-- Kutipan Sumber --
-*-

Pertempuran Surabaya pada 10 November 1945, sebagai peristiwa terbesar dalam sejarah Indonesia, menandai semangat perlawanan rakyat Indonesia terhadap penjajahan. Pertempuran ini menginspirasi Hari Pahlawan yang diperingati setiap 10 November, untuk mengingatkan pada pengorbanan para pejuang dalam mempertahankan kemerdekaan.
KataKabar Online: Histori – Pertempuran Surabaya, yang terjadi pada tanggal 10 November 1945, menjadi salah satu peristiwa paling bersejarah dalam perjuangan Indonesia mempertahankan kemerdekaan. Pertempuran ini melibatkan pasukan pejuang Indonesia (PETA) yang dipimpin oleh mantan anggota Pembela Tanah Air, yang sebagian besar adalah pasukan Jepang dan Polisi Istimewa.

-*-

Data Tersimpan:
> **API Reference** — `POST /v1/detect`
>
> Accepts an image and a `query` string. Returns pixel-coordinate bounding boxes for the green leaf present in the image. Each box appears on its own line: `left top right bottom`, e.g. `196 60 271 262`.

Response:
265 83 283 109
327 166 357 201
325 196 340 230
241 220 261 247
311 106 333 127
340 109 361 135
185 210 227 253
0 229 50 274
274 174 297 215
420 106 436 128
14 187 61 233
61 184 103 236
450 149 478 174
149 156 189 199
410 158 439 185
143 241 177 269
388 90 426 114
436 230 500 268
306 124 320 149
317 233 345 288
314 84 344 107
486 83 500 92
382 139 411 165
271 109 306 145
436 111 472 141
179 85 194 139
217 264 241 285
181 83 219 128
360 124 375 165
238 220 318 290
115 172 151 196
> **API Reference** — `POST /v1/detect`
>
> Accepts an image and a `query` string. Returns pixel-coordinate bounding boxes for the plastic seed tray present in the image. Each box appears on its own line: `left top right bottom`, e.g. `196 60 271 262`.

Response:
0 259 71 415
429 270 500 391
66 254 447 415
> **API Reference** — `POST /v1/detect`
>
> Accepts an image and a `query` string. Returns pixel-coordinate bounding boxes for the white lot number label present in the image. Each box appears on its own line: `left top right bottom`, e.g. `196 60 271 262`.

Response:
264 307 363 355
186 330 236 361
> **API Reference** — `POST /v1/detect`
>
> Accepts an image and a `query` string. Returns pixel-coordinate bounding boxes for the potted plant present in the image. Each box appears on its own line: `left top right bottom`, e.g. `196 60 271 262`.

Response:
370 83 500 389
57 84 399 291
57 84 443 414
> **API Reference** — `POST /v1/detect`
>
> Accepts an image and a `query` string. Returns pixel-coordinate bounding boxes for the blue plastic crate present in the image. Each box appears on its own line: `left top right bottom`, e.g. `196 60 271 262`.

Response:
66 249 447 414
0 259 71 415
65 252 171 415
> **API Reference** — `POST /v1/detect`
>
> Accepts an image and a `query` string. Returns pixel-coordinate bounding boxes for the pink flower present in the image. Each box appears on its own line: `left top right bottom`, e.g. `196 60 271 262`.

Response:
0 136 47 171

-*-

-- Daftar Tugas --
1. Tuliskan kembali persis bagian teks tentang Pertempuran Surabaya dari "Pertempuran Surabaya pada" sampai "dalam mempertahankan kemerdekaan.".
2. Tolong salin persis baris-baris Data Tersimpan mulai dari baris pertamanya sampai baris yang memuat "149 156 189 199", kedua batas ikut disalin.

-- Jawaban per Tugas --
1.
Pertempuran Surabaya pada 10 November 1945, sebagai peristiwa terbesar dalam sejarah Indonesia, menandai semangat perlawanan rakyat Indonesia terhadap penjajahan. Pertempuran ini menginspirasi Hari Pahlawan yang diperingati setiap 10 November, untuk mengingatkan pada pengorbanan para pejuang dalam mempertahankan kemerdekaan.

2.
> **API Reference** — `POST /v1/detect`
>
> Accepts an image and a `query` string. Returns pixel-coordinate bounding boxes for the green leaf present in the image. Each box appears on its own line: `left top right bottom`, e.g. `196 60 271 262`.

Response:
265 83 283 109
327 166 357 201
325 196 340 230
241 220 261 247
311 106 333 127
340 109 361 135
185 210 227 253
0 229 50 274
274 174 297 215
420 106 436 128
14 187 61 233
61 184 103 236
450 149 478 174
149 156 189 199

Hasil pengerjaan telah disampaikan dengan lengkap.